+++ INFORMATION GIVEN

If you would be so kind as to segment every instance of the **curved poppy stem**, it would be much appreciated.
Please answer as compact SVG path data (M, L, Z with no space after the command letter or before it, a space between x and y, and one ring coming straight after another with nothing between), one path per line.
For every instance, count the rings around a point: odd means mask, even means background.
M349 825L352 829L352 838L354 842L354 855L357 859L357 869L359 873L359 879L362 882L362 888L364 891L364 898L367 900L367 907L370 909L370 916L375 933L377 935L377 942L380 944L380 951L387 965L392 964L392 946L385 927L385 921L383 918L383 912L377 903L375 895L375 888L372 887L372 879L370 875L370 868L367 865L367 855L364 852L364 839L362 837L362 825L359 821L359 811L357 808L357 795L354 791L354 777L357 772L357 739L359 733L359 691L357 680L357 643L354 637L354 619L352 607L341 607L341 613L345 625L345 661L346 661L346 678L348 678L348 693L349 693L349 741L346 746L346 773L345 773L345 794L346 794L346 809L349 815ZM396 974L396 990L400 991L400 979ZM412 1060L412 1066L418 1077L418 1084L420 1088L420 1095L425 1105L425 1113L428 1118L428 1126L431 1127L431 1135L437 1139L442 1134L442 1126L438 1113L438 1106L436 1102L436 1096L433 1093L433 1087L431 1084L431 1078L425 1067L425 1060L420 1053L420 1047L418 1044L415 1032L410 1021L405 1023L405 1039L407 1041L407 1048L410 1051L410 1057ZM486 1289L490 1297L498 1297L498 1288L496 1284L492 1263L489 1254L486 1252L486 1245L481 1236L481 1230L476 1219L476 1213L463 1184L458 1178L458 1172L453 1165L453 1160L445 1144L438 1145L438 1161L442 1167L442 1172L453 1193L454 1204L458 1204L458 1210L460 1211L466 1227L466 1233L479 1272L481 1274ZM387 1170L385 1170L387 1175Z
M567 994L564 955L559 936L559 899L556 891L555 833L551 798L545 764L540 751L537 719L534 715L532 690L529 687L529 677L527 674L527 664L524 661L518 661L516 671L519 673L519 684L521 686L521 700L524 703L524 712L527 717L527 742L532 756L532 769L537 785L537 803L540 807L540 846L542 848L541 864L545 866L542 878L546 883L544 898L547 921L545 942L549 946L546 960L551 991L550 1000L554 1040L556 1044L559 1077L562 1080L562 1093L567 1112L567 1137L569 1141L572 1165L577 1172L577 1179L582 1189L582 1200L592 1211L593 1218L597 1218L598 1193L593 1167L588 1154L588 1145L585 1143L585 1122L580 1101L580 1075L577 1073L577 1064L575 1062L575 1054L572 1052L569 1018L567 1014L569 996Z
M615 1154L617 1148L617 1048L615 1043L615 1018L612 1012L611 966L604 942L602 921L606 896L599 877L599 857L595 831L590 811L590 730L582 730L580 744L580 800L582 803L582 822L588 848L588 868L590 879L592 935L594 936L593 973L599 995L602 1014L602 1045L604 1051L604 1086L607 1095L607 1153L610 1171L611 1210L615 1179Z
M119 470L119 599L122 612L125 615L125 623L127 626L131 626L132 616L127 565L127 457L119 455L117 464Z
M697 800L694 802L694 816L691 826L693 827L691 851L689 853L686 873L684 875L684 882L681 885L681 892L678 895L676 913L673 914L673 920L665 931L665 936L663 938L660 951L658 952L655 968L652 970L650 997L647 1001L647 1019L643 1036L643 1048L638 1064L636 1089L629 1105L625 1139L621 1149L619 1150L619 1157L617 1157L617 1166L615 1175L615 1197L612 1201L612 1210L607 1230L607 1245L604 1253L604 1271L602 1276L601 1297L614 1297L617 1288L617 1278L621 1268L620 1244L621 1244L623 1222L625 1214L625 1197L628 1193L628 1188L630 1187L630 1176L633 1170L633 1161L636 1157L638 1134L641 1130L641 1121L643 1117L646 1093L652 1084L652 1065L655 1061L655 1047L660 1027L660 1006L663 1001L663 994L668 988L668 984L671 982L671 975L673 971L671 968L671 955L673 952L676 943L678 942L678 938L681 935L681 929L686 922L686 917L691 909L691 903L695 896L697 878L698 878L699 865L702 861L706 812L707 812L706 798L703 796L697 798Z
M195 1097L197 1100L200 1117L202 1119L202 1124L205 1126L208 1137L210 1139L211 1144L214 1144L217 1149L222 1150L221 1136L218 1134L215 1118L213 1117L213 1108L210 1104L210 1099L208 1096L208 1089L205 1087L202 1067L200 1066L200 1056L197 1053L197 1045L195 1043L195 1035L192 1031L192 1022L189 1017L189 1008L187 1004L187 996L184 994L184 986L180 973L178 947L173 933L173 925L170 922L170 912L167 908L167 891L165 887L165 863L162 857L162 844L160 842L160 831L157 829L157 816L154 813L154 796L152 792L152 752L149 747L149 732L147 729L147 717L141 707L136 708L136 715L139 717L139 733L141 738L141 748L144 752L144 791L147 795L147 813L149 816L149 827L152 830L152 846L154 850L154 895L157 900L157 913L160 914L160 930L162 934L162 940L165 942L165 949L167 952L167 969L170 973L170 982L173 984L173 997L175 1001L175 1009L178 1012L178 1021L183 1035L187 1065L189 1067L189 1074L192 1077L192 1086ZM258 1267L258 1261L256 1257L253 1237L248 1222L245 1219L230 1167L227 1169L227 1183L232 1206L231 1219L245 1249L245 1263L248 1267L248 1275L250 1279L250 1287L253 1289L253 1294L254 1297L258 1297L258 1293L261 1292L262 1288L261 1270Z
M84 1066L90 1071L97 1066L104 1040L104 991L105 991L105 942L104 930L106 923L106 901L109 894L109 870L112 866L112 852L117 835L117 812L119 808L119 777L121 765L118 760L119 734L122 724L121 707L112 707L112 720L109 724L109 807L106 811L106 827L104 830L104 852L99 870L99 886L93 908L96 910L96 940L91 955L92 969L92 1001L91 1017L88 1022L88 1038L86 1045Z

++++++

**CHALLENGE**
Restate all of the entries above precisely.

**THE OUTPUT**
If you would be so kind as to segment every instance of the **curved poppy stem**, it would be much appreciated.
Please answer as compact SVG path data (M, L, Z with no space after the command letter or before it, a space between x and y, and one ring coming straight after another with nothing between), one path per line.
For every instance, count the rings around a point: odd means mask, even means background.
M349 825L352 829L352 838L354 842L354 855L357 859L357 869L359 873L359 879L362 882L362 888L364 891L364 898L367 900L367 907L370 909L370 916L375 933L377 935L377 942L380 944L380 951L387 965L392 964L392 946L385 927L385 921L383 918L383 912L377 903L375 895L375 888L372 887L372 879L370 875L370 868L367 865L367 855L364 852L364 839L362 837L362 825L359 821L359 811L357 808L357 795L354 791L354 777L357 772L357 739L359 733L359 691L357 680L357 643L354 637L354 619L352 607L341 607L341 613L345 625L345 661L346 661L346 678L348 678L348 693L349 693L349 741L346 746L346 773L345 773L345 794L346 794L346 809L349 815ZM396 974L396 990L400 991L400 979ZM412 1060L412 1066L418 1077L418 1084L420 1088L420 1095L425 1105L425 1113L428 1118L428 1126L431 1127L431 1135L437 1139L442 1134L442 1126L438 1113L438 1106L436 1102L436 1096L433 1093L433 1087L431 1084L431 1078L425 1067L425 1060L420 1053L420 1047L418 1044L415 1032L410 1021L405 1023L405 1039L407 1041L407 1048L410 1051L410 1057ZM486 1289L490 1297L498 1297L498 1288L496 1284L492 1263L489 1254L486 1252L486 1245L481 1236L481 1230L476 1219L476 1213L463 1184L458 1178L458 1172L453 1165L453 1160L445 1144L438 1145L438 1161L442 1167L442 1172L453 1193L454 1204L458 1204L458 1210L460 1211L466 1227L466 1233L479 1272L481 1274ZM387 1170L385 1170L387 1175Z
M567 994L564 955L559 936L559 899L556 891L555 833L551 798L545 764L540 751L537 719L534 715L532 690L529 687L529 677L527 674L527 664L524 661L518 661L516 671L519 673L519 684L521 686L521 700L524 703L524 712L527 717L527 742L532 756L532 769L537 785L537 803L540 807L540 846L542 848L541 864L545 866L542 878L546 883L544 898L547 921L545 942L549 946L546 960L551 991L550 1000L554 1040L556 1044L559 1077L562 1080L562 1093L567 1112L567 1137L569 1141L572 1165L577 1172L577 1179L582 1189L582 1200L592 1211L593 1218L597 1218L598 1193L593 1167L588 1154L588 1145L585 1143L585 1122L580 1101L580 1075L577 1073L577 1064L575 1062L575 1054L572 1052L569 1018L567 1014L569 996Z
M615 1154L617 1148L617 1048L615 1043L615 1018L612 1012L611 966L604 942L602 921L606 896L599 877L599 857L595 831L590 811L590 730L582 730L580 744L580 800L582 803L582 822L588 848L588 868L590 879L592 935L594 936L593 973L599 995L602 1014L602 1045L604 1051L604 1086L607 1095L607 1153L610 1171L611 1210L615 1179Z
M119 470L119 599L122 612L125 615L125 623L127 626L131 626L132 616L127 565L127 457L119 455L117 464Z
M697 800L694 802L694 816L691 826L693 827L691 851L689 853L686 873L684 875L684 882L681 885L681 892L678 895L676 913L673 914L673 920L665 931L665 936L663 938L660 951L658 952L655 968L652 970L650 997L647 1001L647 1019L643 1036L643 1048L638 1064L636 1089L629 1105L625 1139L621 1149L619 1150L619 1157L617 1157L617 1166L615 1175L615 1197L612 1201L612 1210L607 1230L607 1245L604 1253L604 1271L602 1276L601 1297L614 1297L617 1288L617 1278L621 1268L620 1244L621 1244L623 1222L625 1214L625 1197L628 1193L628 1188L630 1187L630 1176L633 1170L633 1161L636 1157L638 1134L641 1130L641 1121L643 1117L646 1093L652 1084L652 1065L655 1061L655 1047L660 1027L660 1006L663 1001L663 994L668 988L668 984L671 982L671 975L673 971L671 968L671 955L673 952L676 943L678 942L678 938L681 935L681 929L686 922L686 917L691 909L691 903L695 896L697 878L698 878L699 865L702 861L706 812L707 812L706 798L703 796L697 798Z
M195 1097L197 1100L200 1117L202 1119L202 1124L205 1126L208 1137L210 1139L211 1144L214 1144L217 1149L222 1150L221 1136L218 1134L215 1118L213 1117L213 1108L210 1104L210 1099L208 1096L208 1089L205 1087L202 1067L200 1066L200 1056L197 1053L197 1045L195 1043L195 1035L192 1031L192 1022L189 1017L189 1008L187 1004L187 996L184 994L184 986L180 973L178 947L173 933L173 925L170 922L170 912L167 908L167 891L165 887L165 863L162 857L162 844L160 842L160 831L157 829L157 816L154 813L154 796L152 792L152 752L149 747L149 732L147 729L147 717L141 707L136 708L136 715L139 717L139 733L141 738L141 748L144 752L144 791L147 795L147 813L149 816L149 827L152 830L152 846L154 850L154 895L157 900L157 913L160 914L160 930L162 934L162 940L165 942L165 949L167 952L167 969L170 973L170 982L173 984L173 997L175 1001L175 1009L178 1012L178 1021L183 1035L187 1065L189 1067L189 1074L192 1077L192 1086ZM258 1267L258 1261L256 1257L253 1237L248 1222L245 1219L230 1167L227 1169L227 1183L232 1206L231 1219L245 1249L245 1263L248 1267L248 1275L250 1279L250 1287L253 1289L253 1294L254 1297L258 1297L258 1293L261 1292L262 1288L261 1270Z
M84 1066L90 1071L97 1066L104 1040L104 991L105 991L105 942L104 930L106 923L106 901L109 894L109 870L112 866L112 852L117 835L117 812L119 808L119 777L121 765L118 760L119 734L122 724L121 707L112 707L112 720L109 724L109 807L106 811L106 827L104 830L104 852L99 870L99 886L93 908L96 910L96 940L91 955L92 969L92 1001L91 1017L88 1022L88 1038L86 1045Z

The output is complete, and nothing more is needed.